Filter the lines below, copying only those with the string "city".

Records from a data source
****************

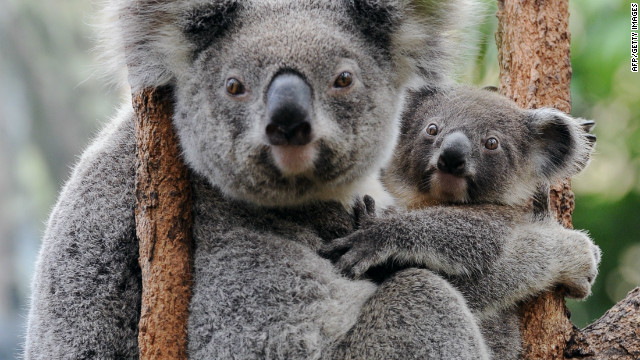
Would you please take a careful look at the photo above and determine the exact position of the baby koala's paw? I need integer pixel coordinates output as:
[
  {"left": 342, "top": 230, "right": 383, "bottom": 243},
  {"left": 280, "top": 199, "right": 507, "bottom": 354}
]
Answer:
[
  {"left": 319, "top": 230, "right": 393, "bottom": 279},
  {"left": 319, "top": 195, "right": 392, "bottom": 279},
  {"left": 558, "top": 229, "right": 601, "bottom": 299},
  {"left": 353, "top": 195, "right": 377, "bottom": 229}
]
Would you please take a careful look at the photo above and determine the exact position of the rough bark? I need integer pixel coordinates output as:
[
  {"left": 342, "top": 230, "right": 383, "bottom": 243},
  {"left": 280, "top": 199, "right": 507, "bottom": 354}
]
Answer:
[
  {"left": 497, "top": 1, "right": 640, "bottom": 359},
  {"left": 133, "top": 86, "right": 193, "bottom": 360},
  {"left": 497, "top": 0, "right": 578, "bottom": 358},
  {"left": 565, "top": 288, "right": 640, "bottom": 360}
]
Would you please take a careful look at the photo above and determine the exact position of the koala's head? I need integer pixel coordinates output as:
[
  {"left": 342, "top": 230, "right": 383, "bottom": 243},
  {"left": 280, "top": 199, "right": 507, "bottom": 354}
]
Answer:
[
  {"left": 103, "top": 0, "right": 478, "bottom": 207},
  {"left": 385, "top": 86, "right": 594, "bottom": 207}
]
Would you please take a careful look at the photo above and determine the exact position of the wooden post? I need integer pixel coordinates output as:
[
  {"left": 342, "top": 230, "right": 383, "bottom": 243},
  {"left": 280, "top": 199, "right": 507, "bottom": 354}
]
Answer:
[
  {"left": 133, "top": 86, "right": 193, "bottom": 359},
  {"left": 496, "top": 1, "right": 640, "bottom": 358}
]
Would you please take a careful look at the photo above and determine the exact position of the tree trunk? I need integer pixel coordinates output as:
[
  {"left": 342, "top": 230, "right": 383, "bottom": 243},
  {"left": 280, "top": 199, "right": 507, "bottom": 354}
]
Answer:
[
  {"left": 133, "top": 86, "right": 193, "bottom": 360},
  {"left": 496, "top": 1, "right": 640, "bottom": 358}
]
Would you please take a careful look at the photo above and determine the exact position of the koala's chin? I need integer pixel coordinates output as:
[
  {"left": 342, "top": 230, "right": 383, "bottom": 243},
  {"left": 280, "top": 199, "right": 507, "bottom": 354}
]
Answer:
[
  {"left": 428, "top": 171, "right": 470, "bottom": 203},
  {"left": 270, "top": 144, "right": 319, "bottom": 177}
]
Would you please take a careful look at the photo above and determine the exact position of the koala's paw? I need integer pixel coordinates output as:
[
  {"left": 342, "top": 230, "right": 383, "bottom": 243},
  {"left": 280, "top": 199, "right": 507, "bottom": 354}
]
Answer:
[
  {"left": 353, "top": 195, "right": 377, "bottom": 229},
  {"left": 559, "top": 230, "right": 601, "bottom": 299},
  {"left": 319, "top": 231, "right": 391, "bottom": 279}
]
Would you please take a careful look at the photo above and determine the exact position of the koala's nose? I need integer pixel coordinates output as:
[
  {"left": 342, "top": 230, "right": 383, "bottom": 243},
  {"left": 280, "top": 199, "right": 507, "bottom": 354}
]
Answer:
[
  {"left": 437, "top": 132, "right": 471, "bottom": 176},
  {"left": 265, "top": 72, "right": 313, "bottom": 146}
]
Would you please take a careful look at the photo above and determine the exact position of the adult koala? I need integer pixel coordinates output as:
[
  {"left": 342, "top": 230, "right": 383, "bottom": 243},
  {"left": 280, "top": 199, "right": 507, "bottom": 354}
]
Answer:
[{"left": 26, "top": 1, "right": 528, "bottom": 359}]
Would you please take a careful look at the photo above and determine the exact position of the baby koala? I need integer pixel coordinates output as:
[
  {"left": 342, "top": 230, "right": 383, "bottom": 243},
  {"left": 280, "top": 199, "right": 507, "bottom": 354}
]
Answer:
[
  {"left": 323, "top": 85, "right": 600, "bottom": 359},
  {"left": 385, "top": 85, "right": 596, "bottom": 209}
]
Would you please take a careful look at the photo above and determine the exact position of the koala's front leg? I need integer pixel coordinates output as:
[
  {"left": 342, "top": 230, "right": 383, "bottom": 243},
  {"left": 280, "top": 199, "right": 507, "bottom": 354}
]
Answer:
[
  {"left": 331, "top": 268, "right": 490, "bottom": 360},
  {"left": 321, "top": 204, "right": 509, "bottom": 279},
  {"left": 449, "top": 219, "right": 601, "bottom": 316}
]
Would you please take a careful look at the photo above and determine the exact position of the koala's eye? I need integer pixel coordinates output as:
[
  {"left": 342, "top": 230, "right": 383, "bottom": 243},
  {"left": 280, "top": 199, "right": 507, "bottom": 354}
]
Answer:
[
  {"left": 226, "top": 78, "right": 245, "bottom": 96},
  {"left": 485, "top": 137, "right": 499, "bottom": 150},
  {"left": 334, "top": 72, "right": 353, "bottom": 88},
  {"left": 426, "top": 124, "right": 438, "bottom": 136}
]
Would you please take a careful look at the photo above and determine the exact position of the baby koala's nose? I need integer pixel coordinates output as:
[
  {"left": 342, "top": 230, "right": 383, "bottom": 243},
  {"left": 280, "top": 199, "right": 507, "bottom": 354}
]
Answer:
[
  {"left": 437, "top": 132, "right": 471, "bottom": 176},
  {"left": 265, "top": 72, "right": 313, "bottom": 146}
]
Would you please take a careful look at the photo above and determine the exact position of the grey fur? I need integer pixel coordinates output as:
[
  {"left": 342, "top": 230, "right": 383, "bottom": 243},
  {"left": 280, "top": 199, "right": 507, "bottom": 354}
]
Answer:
[
  {"left": 26, "top": 112, "right": 490, "bottom": 359},
  {"left": 27, "top": 1, "right": 502, "bottom": 359},
  {"left": 26, "top": 109, "right": 141, "bottom": 359},
  {"left": 25, "top": 1, "right": 598, "bottom": 357},
  {"left": 333, "top": 268, "right": 488, "bottom": 360},
  {"left": 322, "top": 86, "right": 600, "bottom": 359}
]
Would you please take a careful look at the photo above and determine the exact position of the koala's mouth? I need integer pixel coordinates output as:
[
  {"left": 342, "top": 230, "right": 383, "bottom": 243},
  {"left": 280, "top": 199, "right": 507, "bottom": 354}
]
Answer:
[
  {"left": 429, "top": 170, "right": 469, "bottom": 203},
  {"left": 270, "top": 143, "right": 318, "bottom": 176}
]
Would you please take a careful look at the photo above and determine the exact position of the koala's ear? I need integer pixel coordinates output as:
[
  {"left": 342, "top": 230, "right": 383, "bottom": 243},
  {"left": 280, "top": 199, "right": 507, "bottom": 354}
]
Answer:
[
  {"left": 527, "top": 108, "right": 595, "bottom": 180},
  {"left": 181, "top": 1, "right": 240, "bottom": 51},
  {"left": 348, "top": 0, "right": 483, "bottom": 88},
  {"left": 348, "top": 0, "right": 403, "bottom": 47},
  {"left": 99, "top": 0, "right": 240, "bottom": 91}
]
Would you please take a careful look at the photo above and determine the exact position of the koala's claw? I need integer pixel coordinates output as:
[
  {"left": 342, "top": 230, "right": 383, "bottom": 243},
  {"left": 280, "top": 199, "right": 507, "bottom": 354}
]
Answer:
[
  {"left": 335, "top": 251, "right": 367, "bottom": 279},
  {"left": 353, "top": 195, "right": 377, "bottom": 229},
  {"left": 363, "top": 195, "right": 376, "bottom": 215},
  {"left": 579, "top": 119, "right": 596, "bottom": 133},
  {"left": 578, "top": 119, "right": 597, "bottom": 145},
  {"left": 335, "top": 243, "right": 389, "bottom": 279},
  {"left": 319, "top": 237, "right": 355, "bottom": 263},
  {"left": 563, "top": 276, "right": 595, "bottom": 299}
]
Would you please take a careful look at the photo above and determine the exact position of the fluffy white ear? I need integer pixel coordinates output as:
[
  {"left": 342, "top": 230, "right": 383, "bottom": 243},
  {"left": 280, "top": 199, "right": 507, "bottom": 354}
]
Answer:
[
  {"left": 390, "top": 0, "right": 484, "bottom": 88},
  {"left": 346, "top": 0, "right": 483, "bottom": 88},
  {"left": 527, "top": 108, "right": 595, "bottom": 181},
  {"left": 96, "top": 0, "right": 201, "bottom": 91}
]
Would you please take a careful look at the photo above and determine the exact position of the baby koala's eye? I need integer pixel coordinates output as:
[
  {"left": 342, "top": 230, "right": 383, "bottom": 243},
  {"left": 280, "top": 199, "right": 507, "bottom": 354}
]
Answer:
[
  {"left": 334, "top": 71, "right": 353, "bottom": 88},
  {"left": 485, "top": 137, "right": 499, "bottom": 150},
  {"left": 226, "top": 78, "right": 245, "bottom": 96},
  {"left": 426, "top": 123, "right": 438, "bottom": 136}
]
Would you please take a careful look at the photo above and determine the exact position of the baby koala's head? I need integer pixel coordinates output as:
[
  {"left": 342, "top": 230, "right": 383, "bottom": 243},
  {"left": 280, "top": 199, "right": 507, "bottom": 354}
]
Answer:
[{"left": 384, "top": 86, "right": 595, "bottom": 208}]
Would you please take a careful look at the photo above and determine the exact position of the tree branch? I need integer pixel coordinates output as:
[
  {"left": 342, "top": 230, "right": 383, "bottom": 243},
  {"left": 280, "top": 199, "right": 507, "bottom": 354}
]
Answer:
[
  {"left": 133, "top": 86, "right": 193, "bottom": 360},
  {"left": 497, "top": 0, "right": 640, "bottom": 358},
  {"left": 566, "top": 288, "right": 640, "bottom": 359}
]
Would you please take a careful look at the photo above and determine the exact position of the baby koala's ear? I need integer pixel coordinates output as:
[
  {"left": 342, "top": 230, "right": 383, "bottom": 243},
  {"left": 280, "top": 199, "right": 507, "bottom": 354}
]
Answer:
[{"left": 526, "top": 108, "right": 595, "bottom": 181}]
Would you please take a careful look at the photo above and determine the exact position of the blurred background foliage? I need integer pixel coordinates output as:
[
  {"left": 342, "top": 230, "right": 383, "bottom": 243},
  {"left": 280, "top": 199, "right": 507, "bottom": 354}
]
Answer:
[{"left": 0, "top": 0, "right": 637, "bottom": 358}]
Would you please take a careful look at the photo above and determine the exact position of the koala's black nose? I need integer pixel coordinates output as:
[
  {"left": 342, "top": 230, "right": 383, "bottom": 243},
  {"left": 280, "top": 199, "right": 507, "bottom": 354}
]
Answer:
[
  {"left": 437, "top": 132, "right": 471, "bottom": 176},
  {"left": 265, "top": 72, "right": 313, "bottom": 146}
]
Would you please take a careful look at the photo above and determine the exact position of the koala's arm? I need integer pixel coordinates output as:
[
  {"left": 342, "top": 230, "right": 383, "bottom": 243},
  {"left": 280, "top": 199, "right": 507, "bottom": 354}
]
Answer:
[
  {"left": 25, "top": 108, "right": 141, "bottom": 359},
  {"left": 322, "top": 203, "right": 511, "bottom": 278},
  {"left": 322, "top": 203, "right": 600, "bottom": 316},
  {"left": 447, "top": 219, "right": 600, "bottom": 317}
]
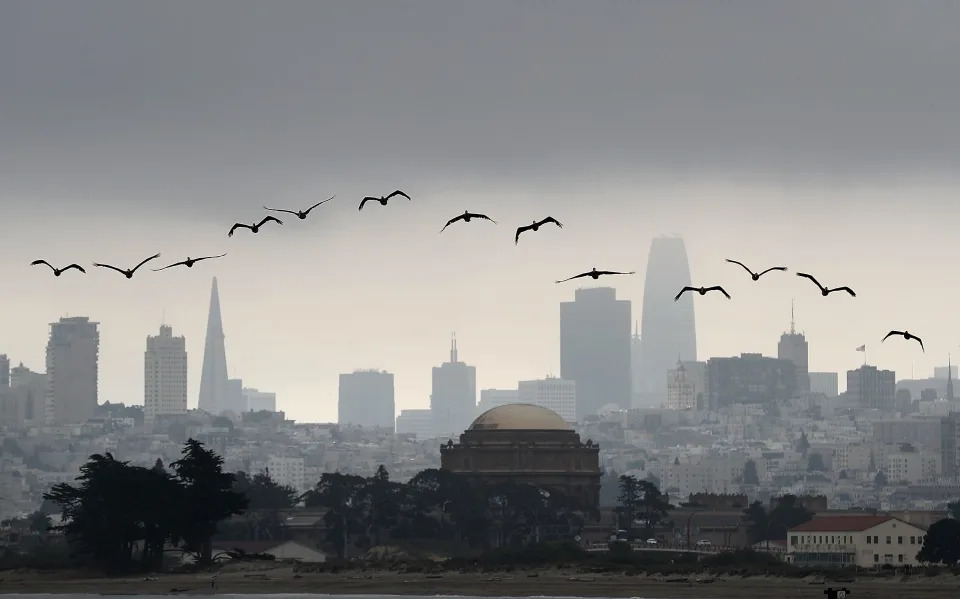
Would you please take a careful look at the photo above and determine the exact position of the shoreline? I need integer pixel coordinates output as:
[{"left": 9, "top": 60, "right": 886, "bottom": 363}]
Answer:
[{"left": 1, "top": 566, "right": 959, "bottom": 598}]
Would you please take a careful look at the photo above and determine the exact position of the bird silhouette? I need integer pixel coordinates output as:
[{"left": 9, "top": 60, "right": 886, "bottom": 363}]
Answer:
[
  {"left": 31, "top": 260, "right": 85, "bottom": 277},
  {"left": 228, "top": 216, "right": 283, "bottom": 237},
  {"left": 555, "top": 267, "right": 636, "bottom": 284},
  {"left": 515, "top": 216, "right": 563, "bottom": 244},
  {"left": 674, "top": 286, "right": 731, "bottom": 301},
  {"left": 796, "top": 272, "right": 856, "bottom": 297},
  {"left": 93, "top": 253, "right": 161, "bottom": 279},
  {"left": 152, "top": 253, "right": 227, "bottom": 271},
  {"left": 439, "top": 210, "right": 498, "bottom": 233},
  {"left": 358, "top": 190, "right": 411, "bottom": 211},
  {"left": 725, "top": 259, "right": 787, "bottom": 281},
  {"left": 263, "top": 195, "right": 335, "bottom": 219},
  {"left": 882, "top": 330, "right": 924, "bottom": 352}
]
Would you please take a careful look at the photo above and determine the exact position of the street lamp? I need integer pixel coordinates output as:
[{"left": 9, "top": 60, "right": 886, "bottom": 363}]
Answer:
[{"left": 686, "top": 508, "right": 703, "bottom": 550}]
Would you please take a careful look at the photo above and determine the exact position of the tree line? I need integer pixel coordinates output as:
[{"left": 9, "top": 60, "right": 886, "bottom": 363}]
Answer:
[{"left": 41, "top": 442, "right": 599, "bottom": 571}]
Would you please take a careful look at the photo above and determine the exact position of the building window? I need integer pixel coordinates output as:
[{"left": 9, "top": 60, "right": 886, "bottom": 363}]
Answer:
[
  {"left": 866, "top": 536, "right": 871, "bottom": 544},
  {"left": 874, "top": 536, "right": 879, "bottom": 543},
  {"left": 898, "top": 554, "right": 903, "bottom": 562},
  {"left": 874, "top": 554, "right": 879, "bottom": 563},
  {"left": 898, "top": 536, "right": 902, "bottom": 544},
  {"left": 910, "top": 536, "right": 915, "bottom": 544},
  {"left": 790, "top": 536, "right": 797, "bottom": 546},
  {"left": 886, "top": 536, "right": 891, "bottom": 544}
]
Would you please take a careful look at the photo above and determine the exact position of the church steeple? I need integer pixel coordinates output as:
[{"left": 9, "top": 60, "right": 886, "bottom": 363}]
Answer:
[
  {"left": 790, "top": 299, "right": 796, "bottom": 334},
  {"left": 450, "top": 332, "right": 458, "bottom": 363},
  {"left": 948, "top": 354, "right": 955, "bottom": 402}
]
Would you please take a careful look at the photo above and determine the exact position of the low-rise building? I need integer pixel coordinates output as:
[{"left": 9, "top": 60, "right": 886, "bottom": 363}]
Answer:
[{"left": 788, "top": 515, "right": 927, "bottom": 568}]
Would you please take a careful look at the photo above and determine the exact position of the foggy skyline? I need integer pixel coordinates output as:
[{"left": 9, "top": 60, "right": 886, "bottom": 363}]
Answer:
[{"left": 2, "top": 1, "right": 959, "bottom": 422}]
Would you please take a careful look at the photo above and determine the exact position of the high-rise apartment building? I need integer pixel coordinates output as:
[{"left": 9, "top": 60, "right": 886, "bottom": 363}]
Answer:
[
  {"left": 0, "top": 363, "right": 46, "bottom": 428},
  {"left": 666, "top": 360, "right": 699, "bottom": 410},
  {"left": 0, "top": 354, "right": 9, "bottom": 389},
  {"left": 705, "top": 353, "right": 797, "bottom": 410},
  {"left": 339, "top": 370, "right": 396, "bottom": 429},
  {"left": 638, "top": 236, "right": 697, "bottom": 408},
  {"left": 198, "top": 277, "right": 230, "bottom": 415},
  {"left": 431, "top": 335, "right": 477, "bottom": 437},
  {"left": 144, "top": 324, "right": 188, "bottom": 423},
  {"left": 777, "top": 304, "right": 809, "bottom": 394},
  {"left": 560, "top": 287, "right": 631, "bottom": 419},
  {"left": 517, "top": 377, "right": 577, "bottom": 422},
  {"left": 846, "top": 365, "right": 896, "bottom": 411},
  {"left": 227, "top": 378, "right": 245, "bottom": 413},
  {"left": 45, "top": 316, "right": 99, "bottom": 424}
]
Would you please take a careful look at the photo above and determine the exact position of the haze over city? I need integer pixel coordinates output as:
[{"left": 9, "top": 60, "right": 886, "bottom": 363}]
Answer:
[{"left": 3, "top": 1, "right": 960, "bottom": 423}]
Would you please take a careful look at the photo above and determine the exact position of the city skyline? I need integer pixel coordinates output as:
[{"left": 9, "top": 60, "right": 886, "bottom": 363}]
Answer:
[{"left": 3, "top": 2, "right": 960, "bottom": 422}]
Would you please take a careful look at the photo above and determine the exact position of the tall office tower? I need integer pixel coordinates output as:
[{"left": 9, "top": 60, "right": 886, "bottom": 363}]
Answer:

****************

(ANSWER FOR THIS EXERCISE):
Would you please take a careful look at the photo above and determine the exact position of the haze over city? I need integer pixel coordinates output as:
Would you please take a careful look at the photo above and determine the exact position of the city skyline? I need integer pixel coordinates output as:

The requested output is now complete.